## Exercise instructions
Starting at the top of the entries below, set down each line exactly as written, and stop after the line containing "Question. For every instance of the red".

Items listed in a dataset
++++++++
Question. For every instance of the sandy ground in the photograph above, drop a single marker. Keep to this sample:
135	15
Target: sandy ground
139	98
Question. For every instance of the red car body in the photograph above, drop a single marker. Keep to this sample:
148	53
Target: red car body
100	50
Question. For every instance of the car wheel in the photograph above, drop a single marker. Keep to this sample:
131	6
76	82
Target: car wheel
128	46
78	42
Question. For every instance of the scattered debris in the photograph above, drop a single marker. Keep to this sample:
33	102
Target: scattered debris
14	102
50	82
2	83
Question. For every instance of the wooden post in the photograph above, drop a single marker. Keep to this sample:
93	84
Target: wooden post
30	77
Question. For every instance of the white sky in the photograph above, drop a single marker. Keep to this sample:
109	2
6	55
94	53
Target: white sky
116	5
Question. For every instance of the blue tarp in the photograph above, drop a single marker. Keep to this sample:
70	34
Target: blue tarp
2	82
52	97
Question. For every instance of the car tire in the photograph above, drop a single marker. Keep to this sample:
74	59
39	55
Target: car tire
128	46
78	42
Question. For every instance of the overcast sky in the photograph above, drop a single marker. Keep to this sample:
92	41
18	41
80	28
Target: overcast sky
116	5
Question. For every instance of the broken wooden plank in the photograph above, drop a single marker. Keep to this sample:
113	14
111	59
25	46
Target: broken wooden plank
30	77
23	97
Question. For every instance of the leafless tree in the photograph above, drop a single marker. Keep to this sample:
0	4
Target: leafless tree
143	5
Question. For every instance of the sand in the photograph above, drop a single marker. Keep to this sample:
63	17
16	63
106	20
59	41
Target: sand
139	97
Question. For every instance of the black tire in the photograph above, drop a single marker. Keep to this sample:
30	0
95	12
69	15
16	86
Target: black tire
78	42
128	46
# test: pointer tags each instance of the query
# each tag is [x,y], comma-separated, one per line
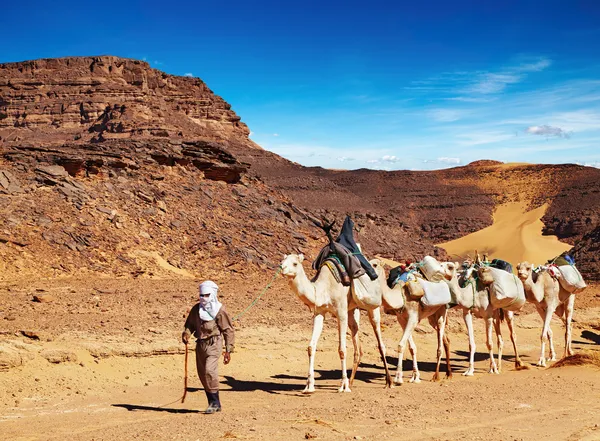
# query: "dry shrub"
[588,358]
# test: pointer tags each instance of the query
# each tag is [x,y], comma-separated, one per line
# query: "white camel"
[326,295]
[549,297]
[474,300]
[486,277]
[409,312]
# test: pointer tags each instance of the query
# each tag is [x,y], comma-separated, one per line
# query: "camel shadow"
[479,356]
[266,386]
[132,407]
[589,335]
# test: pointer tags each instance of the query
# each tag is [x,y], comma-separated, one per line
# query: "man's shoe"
[214,405]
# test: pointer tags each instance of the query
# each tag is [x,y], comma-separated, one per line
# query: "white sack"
[432,269]
[570,278]
[367,293]
[507,291]
[436,293]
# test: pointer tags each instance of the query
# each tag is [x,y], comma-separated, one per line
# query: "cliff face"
[91,99]
[104,160]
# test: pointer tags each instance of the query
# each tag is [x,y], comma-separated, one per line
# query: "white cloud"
[578,120]
[471,99]
[443,160]
[490,83]
[547,131]
[391,158]
[445,115]
[479,138]
[535,66]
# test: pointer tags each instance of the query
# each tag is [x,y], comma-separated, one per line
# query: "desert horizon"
[304,222]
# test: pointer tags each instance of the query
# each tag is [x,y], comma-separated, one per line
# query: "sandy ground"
[515,236]
[115,385]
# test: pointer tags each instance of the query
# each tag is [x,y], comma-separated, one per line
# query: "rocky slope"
[110,167]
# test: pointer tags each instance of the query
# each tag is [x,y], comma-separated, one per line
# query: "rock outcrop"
[109,166]
[92,99]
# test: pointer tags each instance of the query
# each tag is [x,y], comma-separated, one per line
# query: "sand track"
[515,236]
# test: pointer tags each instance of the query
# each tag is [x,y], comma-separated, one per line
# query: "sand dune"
[515,236]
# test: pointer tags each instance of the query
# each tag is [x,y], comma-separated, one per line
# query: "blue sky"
[385,85]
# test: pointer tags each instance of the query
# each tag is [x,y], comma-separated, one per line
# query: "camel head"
[485,275]
[378,267]
[291,264]
[524,270]
[450,269]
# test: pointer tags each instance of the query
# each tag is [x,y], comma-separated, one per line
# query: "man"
[209,321]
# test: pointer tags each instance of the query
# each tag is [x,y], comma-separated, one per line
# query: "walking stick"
[185,375]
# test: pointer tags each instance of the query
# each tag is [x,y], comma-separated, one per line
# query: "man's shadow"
[132,407]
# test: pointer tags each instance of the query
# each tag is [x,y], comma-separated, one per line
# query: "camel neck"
[534,291]
[303,288]
[464,296]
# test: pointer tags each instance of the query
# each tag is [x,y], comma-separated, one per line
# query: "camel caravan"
[346,283]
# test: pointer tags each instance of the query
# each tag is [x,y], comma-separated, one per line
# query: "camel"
[474,300]
[485,275]
[549,297]
[409,312]
[326,295]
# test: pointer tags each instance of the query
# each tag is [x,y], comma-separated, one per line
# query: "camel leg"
[489,323]
[447,351]
[375,318]
[498,328]
[312,349]
[416,376]
[353,324]
[440,325]
[543,312]
[409,326]
[468,318]
[569,308]
[342,329]
[510,317]
[551,344]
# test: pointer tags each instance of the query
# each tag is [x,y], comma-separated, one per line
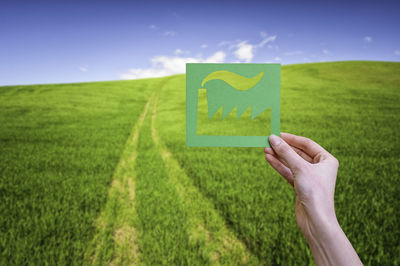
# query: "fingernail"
[274,140]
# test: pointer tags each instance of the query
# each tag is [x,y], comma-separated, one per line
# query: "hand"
[312,171]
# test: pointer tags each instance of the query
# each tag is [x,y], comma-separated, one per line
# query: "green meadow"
[99,173]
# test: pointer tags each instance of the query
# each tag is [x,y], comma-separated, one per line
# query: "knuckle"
[282,148]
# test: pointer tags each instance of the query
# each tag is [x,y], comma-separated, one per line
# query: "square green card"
[232,105]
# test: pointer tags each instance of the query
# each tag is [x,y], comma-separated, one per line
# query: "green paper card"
[232,105]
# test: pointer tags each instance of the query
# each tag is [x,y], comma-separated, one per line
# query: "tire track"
[116,224]
[207,226]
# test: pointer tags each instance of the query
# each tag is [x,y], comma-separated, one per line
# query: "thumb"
[285,152]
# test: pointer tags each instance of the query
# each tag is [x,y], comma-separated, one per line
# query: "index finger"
[307,145]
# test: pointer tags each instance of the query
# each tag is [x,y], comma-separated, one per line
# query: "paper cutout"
[233,87]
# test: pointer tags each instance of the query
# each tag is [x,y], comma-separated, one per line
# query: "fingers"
[303,155]
[284,151]
[280,168]
[271,151]
[307,145]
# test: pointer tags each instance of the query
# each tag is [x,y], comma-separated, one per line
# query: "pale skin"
[311,170]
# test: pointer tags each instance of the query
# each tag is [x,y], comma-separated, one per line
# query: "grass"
[89,177]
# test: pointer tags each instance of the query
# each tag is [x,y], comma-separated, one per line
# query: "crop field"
[99,173]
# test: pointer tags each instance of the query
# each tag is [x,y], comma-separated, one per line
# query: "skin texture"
[311,170]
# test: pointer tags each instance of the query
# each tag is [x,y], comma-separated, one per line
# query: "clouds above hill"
[170,65]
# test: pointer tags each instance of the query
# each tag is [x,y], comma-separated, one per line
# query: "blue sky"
[74,41]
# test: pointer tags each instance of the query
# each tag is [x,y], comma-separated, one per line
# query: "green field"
[99,173]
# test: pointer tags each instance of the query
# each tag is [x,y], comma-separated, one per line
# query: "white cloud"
[367,39]
[169,33]
[266,39]
[223,43]
[84,68]
[179,51]
[274,47]
[297,52]
[170,65]
[153,27]
[244,52]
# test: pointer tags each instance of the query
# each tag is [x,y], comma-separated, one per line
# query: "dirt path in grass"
[207,226]
[116,240]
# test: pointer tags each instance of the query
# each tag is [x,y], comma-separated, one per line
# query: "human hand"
[312,171]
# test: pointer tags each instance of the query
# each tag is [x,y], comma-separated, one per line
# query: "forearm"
[330,246]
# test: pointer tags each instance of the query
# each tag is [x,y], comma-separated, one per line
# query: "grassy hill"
[99,173]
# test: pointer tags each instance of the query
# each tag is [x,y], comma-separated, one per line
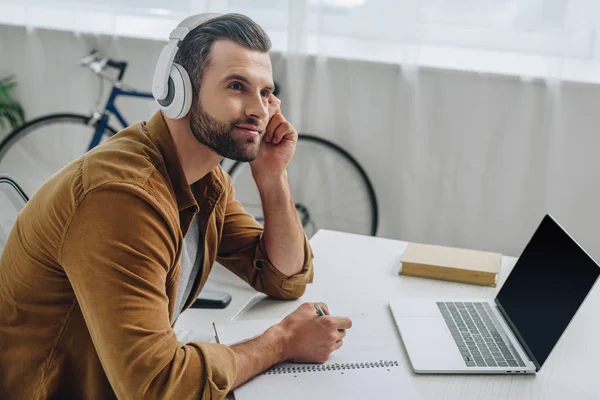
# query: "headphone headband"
[160,86]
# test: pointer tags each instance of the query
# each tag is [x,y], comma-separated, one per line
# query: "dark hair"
[194,50]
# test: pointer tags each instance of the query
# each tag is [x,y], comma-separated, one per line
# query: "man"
[111,249]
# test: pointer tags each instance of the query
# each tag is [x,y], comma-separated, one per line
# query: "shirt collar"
[159,133]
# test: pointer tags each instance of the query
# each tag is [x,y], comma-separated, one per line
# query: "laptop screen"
[546,287]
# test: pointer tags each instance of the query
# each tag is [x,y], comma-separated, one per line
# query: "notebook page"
[388,383]
[360,368]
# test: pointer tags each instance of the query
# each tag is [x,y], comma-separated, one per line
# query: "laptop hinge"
[517,334]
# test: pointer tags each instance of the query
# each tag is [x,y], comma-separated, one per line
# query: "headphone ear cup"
[178,102]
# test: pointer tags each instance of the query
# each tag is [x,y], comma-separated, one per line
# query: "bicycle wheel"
[35,151]
[329,187]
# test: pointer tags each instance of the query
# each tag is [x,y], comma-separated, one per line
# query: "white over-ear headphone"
[171,86]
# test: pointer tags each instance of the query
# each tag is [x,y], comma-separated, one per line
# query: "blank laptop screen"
[546,287]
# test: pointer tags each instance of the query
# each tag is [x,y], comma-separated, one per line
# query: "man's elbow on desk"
[276,284]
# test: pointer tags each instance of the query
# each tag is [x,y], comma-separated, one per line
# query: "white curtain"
[473,155]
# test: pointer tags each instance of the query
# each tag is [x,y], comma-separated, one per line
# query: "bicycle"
[44,145]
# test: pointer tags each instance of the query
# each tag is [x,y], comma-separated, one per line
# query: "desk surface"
[358,274]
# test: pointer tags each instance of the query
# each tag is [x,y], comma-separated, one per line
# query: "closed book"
[451,264]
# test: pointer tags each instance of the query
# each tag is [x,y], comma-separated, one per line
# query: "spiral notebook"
[362,368]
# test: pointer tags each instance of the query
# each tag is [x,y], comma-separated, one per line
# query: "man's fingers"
[343,323]
[324,308]
[337,345]
[272,126]
[274,105]
[284,129]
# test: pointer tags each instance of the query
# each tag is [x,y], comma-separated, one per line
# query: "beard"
[219,136]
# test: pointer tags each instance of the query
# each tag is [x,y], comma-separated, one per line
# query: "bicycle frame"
[111,107]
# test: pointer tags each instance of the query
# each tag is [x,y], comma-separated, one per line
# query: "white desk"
[356,274]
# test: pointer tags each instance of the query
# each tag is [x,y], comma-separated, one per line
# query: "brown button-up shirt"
[89,276]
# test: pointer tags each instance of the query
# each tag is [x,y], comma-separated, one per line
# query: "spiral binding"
[295,369]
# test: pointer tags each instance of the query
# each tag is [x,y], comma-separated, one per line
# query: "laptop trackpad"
[429,344]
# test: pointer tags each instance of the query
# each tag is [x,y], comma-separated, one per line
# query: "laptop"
[515,332]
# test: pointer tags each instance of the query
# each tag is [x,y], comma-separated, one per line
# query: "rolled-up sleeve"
[242,250]
[117,252]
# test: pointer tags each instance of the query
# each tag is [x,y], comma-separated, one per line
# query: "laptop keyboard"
[476,336]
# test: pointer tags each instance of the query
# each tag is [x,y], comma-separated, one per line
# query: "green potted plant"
[11,112]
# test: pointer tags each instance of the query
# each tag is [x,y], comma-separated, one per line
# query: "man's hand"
[309,338]
[279,143]
[302,336]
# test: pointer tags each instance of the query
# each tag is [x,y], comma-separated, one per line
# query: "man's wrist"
[278,335]
[267,179]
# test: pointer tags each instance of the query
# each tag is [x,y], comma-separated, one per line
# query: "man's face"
[231,111]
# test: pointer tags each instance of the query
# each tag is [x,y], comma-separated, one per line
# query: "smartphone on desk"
[212,299]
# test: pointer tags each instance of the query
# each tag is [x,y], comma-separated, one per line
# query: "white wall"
[455,158]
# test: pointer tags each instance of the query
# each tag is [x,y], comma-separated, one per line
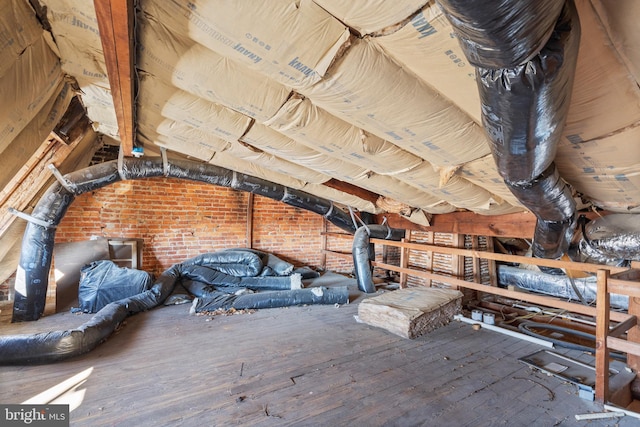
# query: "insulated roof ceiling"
[376,94]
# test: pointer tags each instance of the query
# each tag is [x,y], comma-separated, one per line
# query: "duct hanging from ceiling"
[525,55]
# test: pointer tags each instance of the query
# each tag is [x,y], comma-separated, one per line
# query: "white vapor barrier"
[180,137]
[271,141]
[371,91]
[368,16]
[391,187]
[457,191]
[228,161]
[483,172]
[341,197]
[274,163]
[25,87]
[27,142]
[620,18]
[77,39]
[441,62]
[606,170]
[206,74]
[99,104]
[314,127]
[605,96]
[291,42]
[173,103]
[319,130]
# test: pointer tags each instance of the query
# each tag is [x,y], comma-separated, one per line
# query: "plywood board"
[411,312]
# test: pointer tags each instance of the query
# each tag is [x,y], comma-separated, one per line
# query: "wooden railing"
[618,280]
[608,338]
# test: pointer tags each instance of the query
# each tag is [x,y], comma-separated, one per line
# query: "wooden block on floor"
[411,312]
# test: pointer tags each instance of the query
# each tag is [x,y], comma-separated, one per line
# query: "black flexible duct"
[525,55]
[48,347]
[363,253]
[38,240]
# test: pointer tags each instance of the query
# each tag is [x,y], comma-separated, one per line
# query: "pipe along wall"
[37,245]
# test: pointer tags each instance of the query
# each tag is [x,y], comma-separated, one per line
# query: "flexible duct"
[48,347]
[363,253]
[556,285]
[54,346]
[612,239]
[505,34]
[38,240]
[525,104]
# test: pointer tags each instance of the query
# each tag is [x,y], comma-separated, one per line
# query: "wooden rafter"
[353,190]
[115,21]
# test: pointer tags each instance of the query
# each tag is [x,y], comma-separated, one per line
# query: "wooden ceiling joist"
[115,21]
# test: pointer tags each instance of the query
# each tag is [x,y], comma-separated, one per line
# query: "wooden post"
[323,256]
[404,259]
[250,221]
[457,261]
[430,239]
[477,270]
[602,331]
[493,275]
[633,334]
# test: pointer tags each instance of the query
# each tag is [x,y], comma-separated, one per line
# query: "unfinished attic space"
++++++++
## Answer space
Question. For every instance of the sandy ground in the photograph above, drop a single marker. Keep to this sample:
135	15
Target: sandy ground
139	98
Question. For every instance of the red car body in the photograph above, drop a single marker. Keep to this sample:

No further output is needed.